Set exercise:
Retype the items without alteration, beginning at the line that contains "Would you mind indicating the barn" and continuing through the final item.

Stored data entries:
┄┄┄┄┄┄┄┄┄┄┄┄┄┄┄┄┄┄┄┄
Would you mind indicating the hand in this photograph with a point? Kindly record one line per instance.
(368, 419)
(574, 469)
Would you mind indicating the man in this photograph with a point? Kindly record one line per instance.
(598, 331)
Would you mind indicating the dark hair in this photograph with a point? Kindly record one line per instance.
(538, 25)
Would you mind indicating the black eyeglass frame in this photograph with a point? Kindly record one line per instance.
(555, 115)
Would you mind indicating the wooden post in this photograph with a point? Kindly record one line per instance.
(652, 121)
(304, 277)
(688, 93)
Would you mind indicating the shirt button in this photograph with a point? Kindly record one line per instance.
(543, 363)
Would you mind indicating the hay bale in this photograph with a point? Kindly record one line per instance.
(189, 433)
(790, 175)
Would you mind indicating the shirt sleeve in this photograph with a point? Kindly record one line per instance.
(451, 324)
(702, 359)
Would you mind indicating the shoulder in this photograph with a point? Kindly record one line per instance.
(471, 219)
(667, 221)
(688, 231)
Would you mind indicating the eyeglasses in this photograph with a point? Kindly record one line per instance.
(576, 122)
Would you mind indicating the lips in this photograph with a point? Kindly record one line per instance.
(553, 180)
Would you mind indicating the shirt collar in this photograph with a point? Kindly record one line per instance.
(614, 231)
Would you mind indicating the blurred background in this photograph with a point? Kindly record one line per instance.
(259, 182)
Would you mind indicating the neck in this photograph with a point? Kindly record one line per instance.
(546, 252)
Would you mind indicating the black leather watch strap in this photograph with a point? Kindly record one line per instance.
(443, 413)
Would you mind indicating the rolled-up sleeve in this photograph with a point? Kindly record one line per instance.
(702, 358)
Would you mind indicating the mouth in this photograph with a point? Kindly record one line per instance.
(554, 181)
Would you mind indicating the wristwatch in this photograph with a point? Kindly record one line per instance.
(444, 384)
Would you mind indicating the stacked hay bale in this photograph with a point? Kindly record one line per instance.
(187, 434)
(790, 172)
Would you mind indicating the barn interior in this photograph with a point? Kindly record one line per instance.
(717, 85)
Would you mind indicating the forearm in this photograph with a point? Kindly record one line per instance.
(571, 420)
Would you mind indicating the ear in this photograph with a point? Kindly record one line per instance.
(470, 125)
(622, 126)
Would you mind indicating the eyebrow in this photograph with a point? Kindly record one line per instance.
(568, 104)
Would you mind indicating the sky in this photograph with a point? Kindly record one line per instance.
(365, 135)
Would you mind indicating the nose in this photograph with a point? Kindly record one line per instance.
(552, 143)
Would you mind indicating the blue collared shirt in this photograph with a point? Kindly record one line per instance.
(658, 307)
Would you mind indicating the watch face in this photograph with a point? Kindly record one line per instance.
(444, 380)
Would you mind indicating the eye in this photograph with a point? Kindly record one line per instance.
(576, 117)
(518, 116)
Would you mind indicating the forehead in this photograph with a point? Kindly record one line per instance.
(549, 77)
┄┄┄┄┄┄┄┄┄┄┄┄┄┄┄┄┄┄┄┄
Problem solution:
Would you mind indicating the barn interior in this photograph with a point? Kindly record one line per instance.
(717, 85)
Would you mind indicating the forearm in this photograph with a point? Kindly record one line per instance.
(571, 420)
Would you mind indicating the ear in this photograph with a point? Kindly record one line per instance.
(470, 125)
(622, 126)
Would you mind indicating the eyebrow in this photograph with a point? Kindly record one line per instance.
(568, 104)
Would you mind indicating the sky in this photograph with a point? Kindly record one line per instance.
(365, 135)
Would you mind indicating the nose in this photograph with a point? Kindly record one line per instance.
(552, 143)
Would you mind indicating the blue collared shirt in this photograph with a point? Kindly record one line per instance.
(658, 307)
Would you mind indicating the watch face in this photograph with a point? Kindly record one line per instance.
(444, 380)
Would you mind indicating the eye in this photograph with a point? Kindly record one line per instance.
(576, 117)
(518, 116)
Would you mind indicating the forehead in this photograph with a point? Kindly record one line per instance.
(549, 77)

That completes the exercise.